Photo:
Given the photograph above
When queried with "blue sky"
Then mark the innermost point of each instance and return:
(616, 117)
---
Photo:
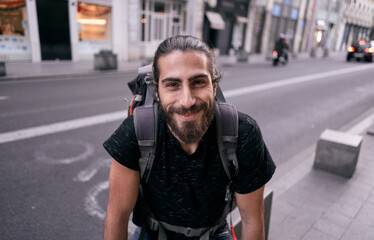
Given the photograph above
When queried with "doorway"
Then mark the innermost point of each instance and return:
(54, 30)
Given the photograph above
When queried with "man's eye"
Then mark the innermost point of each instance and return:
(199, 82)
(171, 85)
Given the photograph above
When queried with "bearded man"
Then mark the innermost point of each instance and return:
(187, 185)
...
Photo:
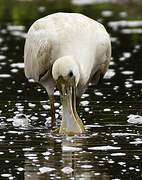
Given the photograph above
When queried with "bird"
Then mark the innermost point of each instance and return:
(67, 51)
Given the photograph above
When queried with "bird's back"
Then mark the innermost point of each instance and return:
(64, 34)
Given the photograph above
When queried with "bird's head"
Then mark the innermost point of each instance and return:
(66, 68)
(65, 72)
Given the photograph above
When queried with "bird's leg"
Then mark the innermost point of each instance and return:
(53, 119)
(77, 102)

• **What the task asks**
Pull out all lines of the data with the string "bird".

• **Reply**
When queried with "bird"
When queried with "bird's back"
When queried with "bird's head"
When queried with "bird's leg"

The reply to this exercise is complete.